It needs to sound like an instruction booklet at first. "I'd really like it if sometimes you would just start doing X, Y, or Z, and if occasionally you'd find your own way to turn me on without me asking for it." How the heck else would she know what you mean?

Now, if you want her to DESIRE you, that is a whole different thing. Her comment, "Do you want sex now?" suggests that she did not want sex with you, but she wanted you to be happy.

If she isn't feeling desire, you need to make yourself more desirable. Get playful about sex and a bit naughty during the course of each day. She isn't just going to suddenly feel horny--a lot of women are just not going to "have the itch" out of no where (yes, it does happen occasionally, but usually women miss it b/c they have too much else on their minds). 

Try some subtle sexual teasing when she doesn't expect it--approach her from behind, brush your fingers across her nipples once or twice, kiss her neck. Rub her buttocks later in the day, only a second or two.

Most of all, act like a grown up, not a needy child. Clean up after yourself and the kids. Do your share around the house. Partner with her in all household tasks she is still facing after "normal" business hours. Converse with her about things other than the kids/house and show you value her opinion as you share work. But don't forget to treat her like a sexy woman at times, too. 

AND--make yourself the best you can be==hygiene, fitness, etc. You don't have to be an Adonis, but you can't be a slob, either.


----------



## Deejo

sisters359 said:


> It needs to sound like an instruction booklet at first. "I'd really like it if sometimes you would just start doing X, Y, or Z, and if occasionally you'd find your own way to turn me on without me asking for it." How the heck else would she know what you mean?
> 
> Now, if you want her to DESIRE you, that is a whole different thing. Her comment, "Do you want sex now?" suggests that she did not want sex with you, but she wanted you to be happy.
> 
> If she isn't feeling desire, you need to make yourself more desirable. Get playful about sex and a bit naughty during the course of each day. She isn't just going to suddenly feel horny--a lot of women are just not going to "have the itch" out of no where (yes, it does happen occasionally, but usually women miss it b/c they have too much else on their minds).
> 
> Try some subtle sexual teasing when she doesn't expect it--approach her from behind, brush your fingers across her nipples once or twice, kiss her neck. Rub her buttocks later in the day, only a second or two.
> 
> Most of all, act like a grown up, not a needy child. Clean up after yourself and the kids. Do your share around the house. Partner with her in all household tasks she is still facing after "normal" business hours. Converse with her about things other than the kids/house and show you value her opinion as you share work. But don't forget to treat her like a sexy woman at times, too.

▶ _OBJECTIVE_
Pick up the forum thread on making yourself more desirable to a partner from the point where it stops.

▶ _RECORDED DATA_
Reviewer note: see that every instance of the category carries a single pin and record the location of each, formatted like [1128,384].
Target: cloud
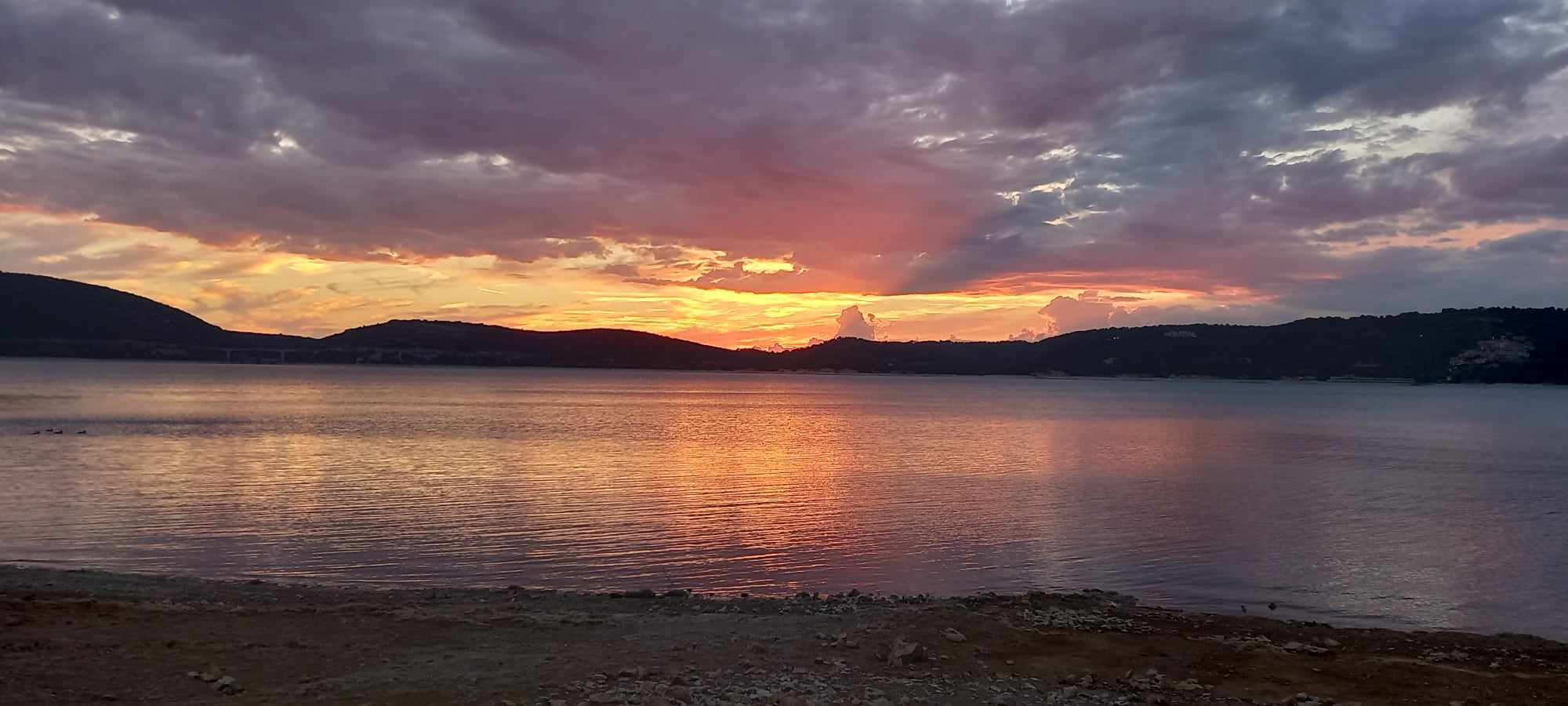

▶ _THE RESULT_
> 
> AND--make yourself the best you can be==hygiene, fitness, etc. You don't have to be an Adonis, but you can't be a slob, either.


Can't disagree with this. :iagree:

If your wife is actually open to the idea, rather than paying you lip service, this is a really positive thing. Don't squash it.

If she wants to be a good partner to you, it is in your own self-interest to be an excellent partner in return.


----------



## Kobo

MarriedWifeInLove said:


> Some women are brought up to believe that it is a man's job.
> 
> I would just say - honey, when I say initiate sex, I mean - jump my bones, start taking my clothes off, reach for me first, kiss me first, grab my ***** and give me a BJ without me asking, whatever it is you're looking for.
> 
> But, don't discount what she did do - she did try and didn't complain about it - that says a lot, she just didn't get the "jist" of what you were saying.
> 
> So in the same vein that you approached it the first time, get into more detail the second time. But make sure you tell her - honey, I really appreciate you trying to initiate sex the other night, but could we take it a step farther. It would really mean a lot to me and really turn me on if you....
> 
> Good luck, would like to know how it turns out.
> 
> And I, as a woman really appreciate the fact that you reflected on what happened and took your time to process it and didn't let her know that you were disappointed and that she got it wrong - that was great and she's lucky to have you.


I Agree. She tried that's a lot for someone who hasn't done it.


----------



## BigBadWolf

Sisters359 nailed it perfectly.

Understand, often a woman fears greatly sexual rejection. That is why, for a woman to be expected to initiate, it is often difficult.

If your woman is hesitant to initiate, make sure you have done your work to create the safe feelings inside her to unleash herself.

This is the things Sisters359 mentions, throughout the day, express your desires, being naughty, all these million little tings that say, and say without words, that "I want you" to your woman.

And when you are together, and expressing intimacy, absolutely tell her exactly what you want and expect and desire, perfectly okay.

But it doesn't have to be just like an instruction manual, instead better to be more like "dirty talk". 

Be bold, make no apologies, say EXACTLY what you want and tell her what you want like you mean it. Do not be afraid to be "bad" or "dirty", this is in fact most appropriate. 

Leave NO DOUBT in your woman's mind what you want from her, that way your desire for her to initiate is fulfilled, and she is having no fear whatsoever of rejection from you. Do NOT be timid in this area, BE BOLD! 

Make it so both of you enjoy the experience, even this experience of sexual communication!

I wish you well.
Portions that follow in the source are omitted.